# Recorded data

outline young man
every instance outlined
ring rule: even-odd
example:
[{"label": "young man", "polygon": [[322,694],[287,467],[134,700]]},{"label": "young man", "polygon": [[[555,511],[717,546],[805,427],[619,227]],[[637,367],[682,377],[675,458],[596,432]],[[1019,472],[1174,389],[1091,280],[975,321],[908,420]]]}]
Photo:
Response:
==
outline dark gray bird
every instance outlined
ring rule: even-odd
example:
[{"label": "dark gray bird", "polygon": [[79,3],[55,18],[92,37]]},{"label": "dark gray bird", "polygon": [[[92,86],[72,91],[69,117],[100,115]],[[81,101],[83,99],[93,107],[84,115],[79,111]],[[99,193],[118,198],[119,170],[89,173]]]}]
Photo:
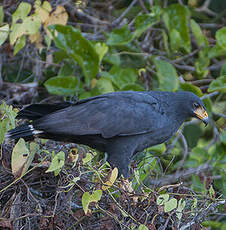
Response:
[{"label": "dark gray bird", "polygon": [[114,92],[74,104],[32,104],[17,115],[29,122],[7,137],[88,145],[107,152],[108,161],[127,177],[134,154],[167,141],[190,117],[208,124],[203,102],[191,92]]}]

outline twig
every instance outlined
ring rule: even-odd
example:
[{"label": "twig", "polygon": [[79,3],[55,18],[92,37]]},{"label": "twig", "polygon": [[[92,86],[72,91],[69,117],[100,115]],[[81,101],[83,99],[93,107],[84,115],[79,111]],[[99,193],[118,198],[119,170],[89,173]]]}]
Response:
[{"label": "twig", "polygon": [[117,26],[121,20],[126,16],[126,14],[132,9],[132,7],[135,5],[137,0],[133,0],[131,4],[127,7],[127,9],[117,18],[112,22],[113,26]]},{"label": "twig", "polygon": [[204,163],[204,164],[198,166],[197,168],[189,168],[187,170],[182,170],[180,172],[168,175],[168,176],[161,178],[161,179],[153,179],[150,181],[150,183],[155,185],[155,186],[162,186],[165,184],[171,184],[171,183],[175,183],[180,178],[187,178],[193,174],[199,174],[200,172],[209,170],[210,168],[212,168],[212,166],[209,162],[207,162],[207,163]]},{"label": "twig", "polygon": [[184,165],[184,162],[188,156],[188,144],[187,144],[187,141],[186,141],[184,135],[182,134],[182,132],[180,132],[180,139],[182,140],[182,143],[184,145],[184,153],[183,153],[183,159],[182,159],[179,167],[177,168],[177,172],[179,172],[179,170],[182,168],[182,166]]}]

# EXERCISE TASK
Tally the lines in the items above that contain the word "bird", and reply with only the number.

# RESPONSE TO THIS TASK
3